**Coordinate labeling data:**
────────────────────────────────────────

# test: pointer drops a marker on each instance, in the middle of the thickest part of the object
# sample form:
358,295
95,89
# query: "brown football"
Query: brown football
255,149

────────────────────────────────────────

**Set problem:**
Reproduce the entire listing above word for word, with every line unchanged.

**Solution for this problem:**
# test: pointer drops a marker on each instance, in the middle of the thickest part of the object
# sample form:
358,295
95,89
# query: "brown football"
Query: brown football
255,149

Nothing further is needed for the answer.